**WORK INSTRUCTION:**
Where a line of the records holds the string "striped", copy that line.

**Records from a collection:**

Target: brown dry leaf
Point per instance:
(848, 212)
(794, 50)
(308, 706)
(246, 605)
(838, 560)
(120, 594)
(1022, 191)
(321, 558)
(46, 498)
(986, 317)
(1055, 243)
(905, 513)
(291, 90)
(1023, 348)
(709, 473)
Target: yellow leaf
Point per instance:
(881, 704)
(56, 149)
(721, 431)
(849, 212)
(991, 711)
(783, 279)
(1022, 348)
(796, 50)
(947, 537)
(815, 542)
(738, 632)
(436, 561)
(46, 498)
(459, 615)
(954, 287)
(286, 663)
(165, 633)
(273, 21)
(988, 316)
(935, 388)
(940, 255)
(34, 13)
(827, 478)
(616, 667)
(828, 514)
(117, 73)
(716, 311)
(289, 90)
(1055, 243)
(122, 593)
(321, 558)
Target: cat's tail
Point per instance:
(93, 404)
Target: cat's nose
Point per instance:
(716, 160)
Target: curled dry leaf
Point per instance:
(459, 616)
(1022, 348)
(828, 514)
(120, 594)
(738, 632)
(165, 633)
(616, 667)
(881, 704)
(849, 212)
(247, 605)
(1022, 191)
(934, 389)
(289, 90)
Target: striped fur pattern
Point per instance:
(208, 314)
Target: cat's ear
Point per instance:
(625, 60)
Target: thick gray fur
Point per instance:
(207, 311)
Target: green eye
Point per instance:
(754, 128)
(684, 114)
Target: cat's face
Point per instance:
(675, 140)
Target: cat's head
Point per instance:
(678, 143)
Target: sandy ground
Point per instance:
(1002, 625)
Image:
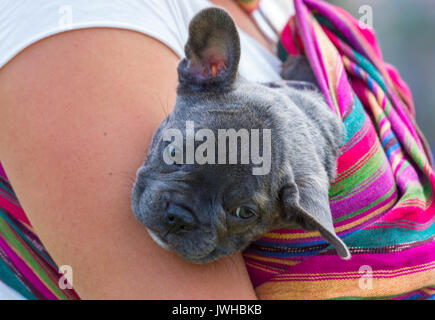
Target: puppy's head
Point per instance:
(217, 175)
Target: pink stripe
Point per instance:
(26, 271)
(377, 261)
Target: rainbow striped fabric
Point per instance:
(25, 265)
(382, 198)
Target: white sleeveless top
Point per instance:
(25, 22)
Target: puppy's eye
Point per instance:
(173, 155)
(243, 213)
(172, 151)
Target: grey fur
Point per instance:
(306, 136)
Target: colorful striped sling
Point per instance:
(381, 199)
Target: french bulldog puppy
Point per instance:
(217, 204)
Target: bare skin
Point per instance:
(78, 110)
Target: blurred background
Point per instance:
(406, 35)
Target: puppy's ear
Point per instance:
(306, 203)
(212, 52)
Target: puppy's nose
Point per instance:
(179, 219)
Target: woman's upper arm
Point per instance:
(78, 110)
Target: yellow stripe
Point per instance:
(267, 259)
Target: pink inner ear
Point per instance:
(214, 62)
(216, 68)
(211, 64)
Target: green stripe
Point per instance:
(7, 234)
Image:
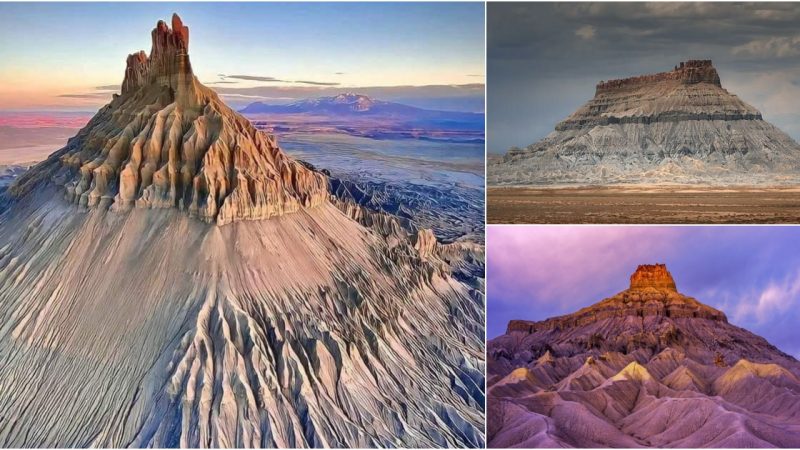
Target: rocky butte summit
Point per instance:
(676, 127)
(172, 278)
(648, 367)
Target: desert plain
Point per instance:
(680, 204)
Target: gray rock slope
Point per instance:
(327, 325)
(676, 127)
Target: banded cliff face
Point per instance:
(335, 326)
(652, 294)
(167, 141)
(648, 367)
(679, 126)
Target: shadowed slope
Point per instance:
(333, 326)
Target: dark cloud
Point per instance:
(543, 59)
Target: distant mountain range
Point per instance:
(351, 105)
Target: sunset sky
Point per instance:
(72, 55)
(751, 273)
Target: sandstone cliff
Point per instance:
(167, 141)
(677, 127)
(334, 326)
(648, 367)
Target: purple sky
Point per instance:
(751, 273)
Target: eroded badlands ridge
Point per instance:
(168, 141)
(673, 127)
(334, 326)
(648, 367)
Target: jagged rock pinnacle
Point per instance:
(168, 141)
(653, 276)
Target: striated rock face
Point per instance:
(648, 367)
(679, 126)
(654, 276)
(169, 142)
(337, 326)
(652, 294)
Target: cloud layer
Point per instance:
(750, 273)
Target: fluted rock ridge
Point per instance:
(168, 141)
(645, 368)
(676, 127)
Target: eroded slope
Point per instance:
(648, 367)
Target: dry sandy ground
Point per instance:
(644, 204)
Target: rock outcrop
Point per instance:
(645, 368)
(167, 141)
(679, 126)
(337, 326)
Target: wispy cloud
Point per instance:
(774, 299)
(774, 47)
(91, 95)
(277, 80)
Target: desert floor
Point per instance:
(644, 204)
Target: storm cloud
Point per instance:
(544, 59)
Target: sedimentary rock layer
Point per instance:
(168, 141)
(127, 323)
(678, 127)
(647, 367)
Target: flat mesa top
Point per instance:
(687, 72)
(653, 276)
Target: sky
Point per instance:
(751, 273)
(544, 59)
(72, 55)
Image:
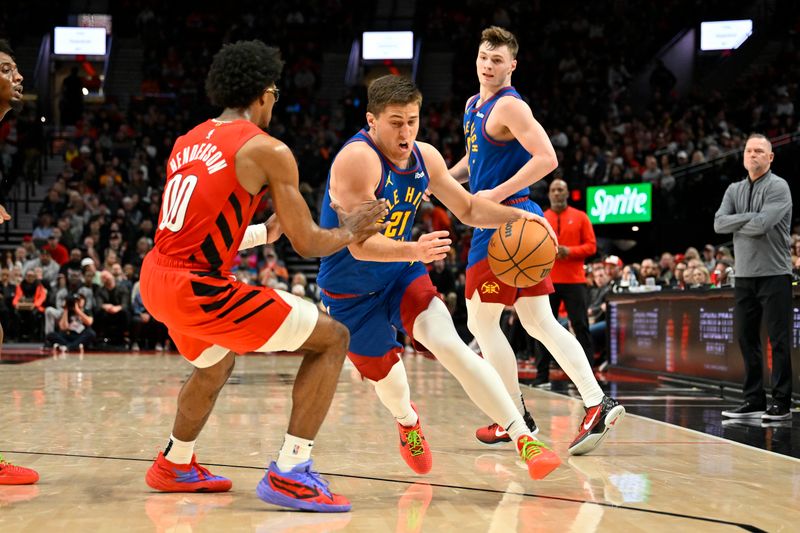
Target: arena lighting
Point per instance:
(377, 45)
(724, 34)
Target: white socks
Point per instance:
(538, 320)
(293, 452)
(434, 328)
(178, 451)
(393, 392)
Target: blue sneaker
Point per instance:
(301, 488)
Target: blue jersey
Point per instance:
(492, 162)
(341, 273)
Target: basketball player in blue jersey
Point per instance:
(381, 285)
(507, 151)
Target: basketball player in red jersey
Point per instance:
(507, 151)
(11, 98)
(216, 176)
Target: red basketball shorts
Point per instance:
(209, 314)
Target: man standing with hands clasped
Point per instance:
(758, 211)
(576, 242)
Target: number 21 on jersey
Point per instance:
(176, 200)
(397, 223)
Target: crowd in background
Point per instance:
(74, 282)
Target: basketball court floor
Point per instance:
(91, 425)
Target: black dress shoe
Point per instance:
(777, 412)
(746, 410)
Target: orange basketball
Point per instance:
(521, 253)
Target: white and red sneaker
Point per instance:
(538, 457)
(495, 434)
(599, 419)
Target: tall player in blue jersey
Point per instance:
(507, 151)
(381, 285)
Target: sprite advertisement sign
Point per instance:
(613, 204)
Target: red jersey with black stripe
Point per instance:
(204, 209)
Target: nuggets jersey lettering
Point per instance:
(341, 273)
(204, 209)
(491, 162)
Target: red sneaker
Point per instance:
(414, 448)
(166, 476)
(16, 475)
(599, 419)
(540, 459)
(495, 434)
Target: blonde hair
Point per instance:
(495, 36)
(388, 90)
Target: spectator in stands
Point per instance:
(57, 251)
(44, 228)
(7, 292)
(113, 310)
(73, 284)
(701, 279)
(709, 261)
(680, 271)
(49, 267)
(74, 326)
(597, 310)
(73, 263)
(667, 270)
(146, 332)
(650, 270)
(29, 300)
(613, 267)
(724, 274)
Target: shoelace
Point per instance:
(318, 480)
(531, 448)
(203, 470)
(415, 443)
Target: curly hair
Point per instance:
(5, 48)
(241, 71)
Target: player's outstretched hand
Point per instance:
(432, 246)
(364, 220)
(541, 220)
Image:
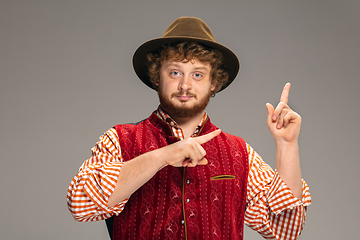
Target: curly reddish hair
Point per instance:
(188, 51)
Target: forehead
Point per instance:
(193, 64)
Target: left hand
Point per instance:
(284, 124)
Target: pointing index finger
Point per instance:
(285, 93)
(207, 137)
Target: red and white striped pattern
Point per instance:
(272, 209)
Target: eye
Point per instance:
(197, 76)
(175, 73)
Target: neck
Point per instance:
(189, 124)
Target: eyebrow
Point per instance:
(197, 67)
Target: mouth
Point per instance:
(184, 98)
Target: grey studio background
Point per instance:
(66, 77)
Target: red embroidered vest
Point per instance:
(204, 202)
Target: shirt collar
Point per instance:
(177, 131)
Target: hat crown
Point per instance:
(189, 27)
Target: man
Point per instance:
(175, 175)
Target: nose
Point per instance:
(185, 83)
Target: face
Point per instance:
(185, 87)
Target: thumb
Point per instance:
(270, 110)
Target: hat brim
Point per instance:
(140, 62)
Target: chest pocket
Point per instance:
(222, 177)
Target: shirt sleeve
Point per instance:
(271, 208)
(90, 189)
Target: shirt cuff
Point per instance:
(280, 197)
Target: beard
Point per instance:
(182, 111)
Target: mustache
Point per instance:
(183, 93)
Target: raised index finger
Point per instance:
(285, 94)
(207, 137)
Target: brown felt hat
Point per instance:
(184, 29)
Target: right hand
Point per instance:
(187, 152)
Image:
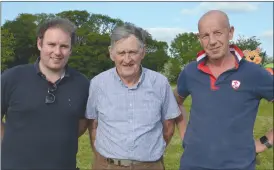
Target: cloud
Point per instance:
(238, 7)
(267, 34)
(165, 34)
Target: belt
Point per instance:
(122, 162)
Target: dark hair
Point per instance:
(62, 23)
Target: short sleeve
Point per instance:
(264, 88)
(170, 108)
(91, 109)
(182, 88)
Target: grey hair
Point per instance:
(127, 29)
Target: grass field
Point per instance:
(264, 122)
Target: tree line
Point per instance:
(90, 54)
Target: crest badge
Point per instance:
(235, 84)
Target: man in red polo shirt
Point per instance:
(226, 91)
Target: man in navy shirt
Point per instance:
(226, 91)
(44, 104)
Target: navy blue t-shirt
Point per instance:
(40, 135)
(219, 134)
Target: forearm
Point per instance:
(82, 127)
(92, 128)
(260, 147)
(181, 122)
(92, 139)
(168, 130)
(269, 135)
(2, 130)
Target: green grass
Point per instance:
(263, 123)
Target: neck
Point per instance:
(221, 62)
(51, 75)
(131, 80)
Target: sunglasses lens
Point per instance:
(50, 98)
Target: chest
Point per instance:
(229, 88)
(28, 99)
(143, 106)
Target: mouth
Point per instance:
(214, 49)
(128, 65)
(56, 58)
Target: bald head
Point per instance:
(216, 15)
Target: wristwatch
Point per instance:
(264, 141)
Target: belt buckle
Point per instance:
(109, 160)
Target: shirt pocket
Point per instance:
(149, 106)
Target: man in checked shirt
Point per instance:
(134, 107)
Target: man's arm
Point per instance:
(264, 89)
(83, 124)
(2, 130)
(168, 126)
(92, 127)
(181, 121)
(262, 147)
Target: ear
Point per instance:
(231, 33)
(198, 37)
(258, 50)
(39, 43)
(246, 52)
(144, 52)
(110, 50)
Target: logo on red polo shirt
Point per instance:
(235, 84)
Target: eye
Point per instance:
(122, 53)
(64, 46)
(218, 33)
(133, 52)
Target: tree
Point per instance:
(156, 55)
(185, 47)
(250, 43)
(23, 29)
(7, 48)
(172, 69)
(103, 24)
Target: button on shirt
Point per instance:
(130, 119)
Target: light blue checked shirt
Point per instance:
(130, 120)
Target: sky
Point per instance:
(164, 20)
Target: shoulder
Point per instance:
(190, 66)
(155, 77)
(17, 71)
(79, 77)
(101, 78)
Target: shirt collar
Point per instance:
(139, 81)
(236, 51)
(38, 71)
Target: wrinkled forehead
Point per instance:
(129, 43)
(213, 21)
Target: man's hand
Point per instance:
(83, 124)
(259, 146)
(168, 130)
(181, 121)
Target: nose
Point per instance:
(127, 58)
(57, 50)
(212, 40)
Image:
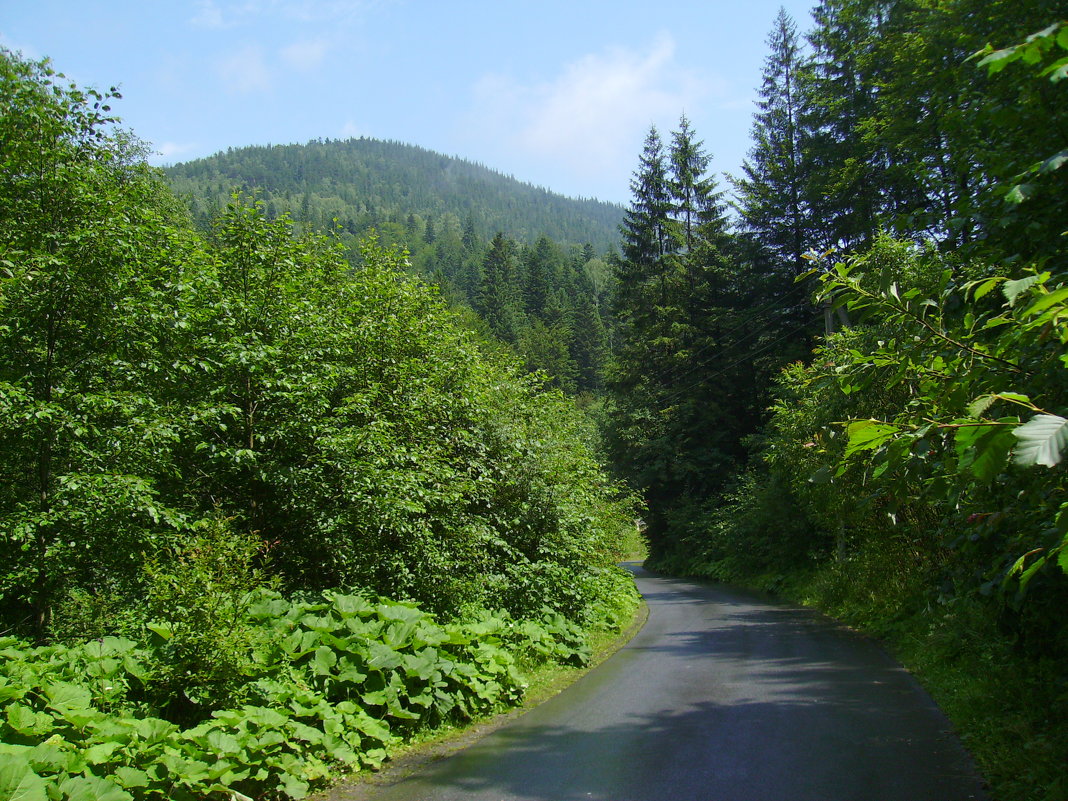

**REPLY:**
Target: striped fur pattern
Target: rainbow striped fabric
Target: colorful striped sling
Target: red and white striped pattern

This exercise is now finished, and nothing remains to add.